* [CONSIGNES]:
#1 Recopiez le passage du texte sur la relance de la croissance qui commence aux mots « Le Mittelstand allemand » et s'arrête après « son rebond économique. ».
#2 Prolongez le texte sur la relance de la croissance et le Mittelstand allemand à la suite de sa dernière phrase.

* [EXTRAIT À LIRE]:
----

Il est urgent de relancer la croissance pour redonner confiance aux entrepreneurs et leur permettre d’investir, d’innover et d’exporter. Cela passera non seulement par une relance de la consommation intérieure, à travers une hausse du pouvoir d’achat des Français, mais aussi, nous le savons tous, par la capacité de nos entreprises à conquérir de nouveaux marchés à l’international. Il est donc urgent d’agir, et je sais, madame la ministre, que vous vous y évertuez.

Le Mittelstand allemand est souvent cité en exemple. Il est vrai que l’Allemagne a réussi, en dix ans, une incroyable relance de son économie, qui repose essentiellement sur son solide tissu de petites et moyennes entreprises. Certes, le succès des PME allemandes est en grande partie lié à des facteurs historiques et institutionnels et n’est donc pas entièrement transposable, mais les réformes courageuses conduites au cours de la dernière décennie, notamment celle du marché du travail, ont également joué un rôle important dans son rebond économique.

----

* [Entrées d'un jeu de données de pointage]:
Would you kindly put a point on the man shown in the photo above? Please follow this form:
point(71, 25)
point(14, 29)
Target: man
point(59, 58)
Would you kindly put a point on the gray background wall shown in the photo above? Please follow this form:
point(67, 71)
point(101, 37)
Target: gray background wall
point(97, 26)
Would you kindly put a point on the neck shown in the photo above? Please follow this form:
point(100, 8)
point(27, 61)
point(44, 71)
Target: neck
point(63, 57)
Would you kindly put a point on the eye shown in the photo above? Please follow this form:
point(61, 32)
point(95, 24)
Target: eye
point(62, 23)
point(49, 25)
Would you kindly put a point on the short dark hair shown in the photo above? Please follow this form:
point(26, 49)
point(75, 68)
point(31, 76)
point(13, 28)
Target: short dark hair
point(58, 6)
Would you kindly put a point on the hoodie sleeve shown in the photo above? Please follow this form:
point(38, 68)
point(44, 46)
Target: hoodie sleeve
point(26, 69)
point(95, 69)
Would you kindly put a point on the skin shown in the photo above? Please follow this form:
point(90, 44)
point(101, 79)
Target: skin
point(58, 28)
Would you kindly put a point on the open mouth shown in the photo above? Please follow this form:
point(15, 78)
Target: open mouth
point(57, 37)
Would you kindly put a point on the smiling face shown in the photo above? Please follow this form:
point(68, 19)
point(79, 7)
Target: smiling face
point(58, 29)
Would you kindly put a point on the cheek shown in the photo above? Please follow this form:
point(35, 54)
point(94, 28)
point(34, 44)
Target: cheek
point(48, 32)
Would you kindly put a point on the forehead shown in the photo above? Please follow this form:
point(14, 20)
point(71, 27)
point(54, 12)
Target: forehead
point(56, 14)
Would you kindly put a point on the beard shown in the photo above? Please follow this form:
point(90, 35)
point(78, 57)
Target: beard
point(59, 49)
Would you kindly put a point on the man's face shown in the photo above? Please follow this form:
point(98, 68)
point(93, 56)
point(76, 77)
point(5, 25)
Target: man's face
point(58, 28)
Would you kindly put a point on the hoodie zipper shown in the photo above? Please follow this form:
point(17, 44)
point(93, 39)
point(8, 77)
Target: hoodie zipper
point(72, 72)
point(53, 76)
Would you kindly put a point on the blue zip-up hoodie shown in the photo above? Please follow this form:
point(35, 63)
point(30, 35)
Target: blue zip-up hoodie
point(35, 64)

----

* [RÉPONSES RÉDIGÉES]:
#1
Le Mittelstand allemand est souvent cité en exemple. Il est vrai que l’Allemagne a réussi, en dix ans, une incroyable relance de son économie, qui repose essentiellement sur son solide tissu de petites et moyennes entreprises. Certes, le succès des PME allemandes est en grande partie lié à des facteurs historiques et institutionnels et n’est donc pas entièrement transposable, mais les réformes courageuses conduites au cours de la dernière décennie, notamment celle du marché du travail, ont également joué un rôle important dans son rebond économique.

#2
Le succès actuel de l’industrie allemande repose sur l’orientation fortement internationale de ses petites et moyennes entreprises, sur une structure industrielle adaptée aux besoins des marchés, notamment émergents, et sur le positionnement haut de gamme des produits. Le secteur automobile en est une bonne illustration.

L’excellent rapport remis au Premier ministre en novembre dernier par le commissaire général à l’investissement Louis Gallois soulignait le caractère indispensable de la « montée en gamme » de l’industrie française. C’est la clef du renforcement de notre compétitivité.

Contrairement à certaines idées reçues, l’envie d’entreprendre et la création d’entreprise se portent plutôt bien dans notre pays, et même mieux que chez certains de nos voisins. Depuis dix ans, la création d’entreprise a même fortement progressé : de 210 000 entreprises créées par an en 2000, nous sommes passés à 550 000 en 2011.

Même s’il existe un écart préoccupant entre les intentions de création d’entreprise et les entreprises effectivement créées, qui révèle la persistance de freins à la création, c’est surtout le développement des TPE et PME qui pose problème dans notre pays.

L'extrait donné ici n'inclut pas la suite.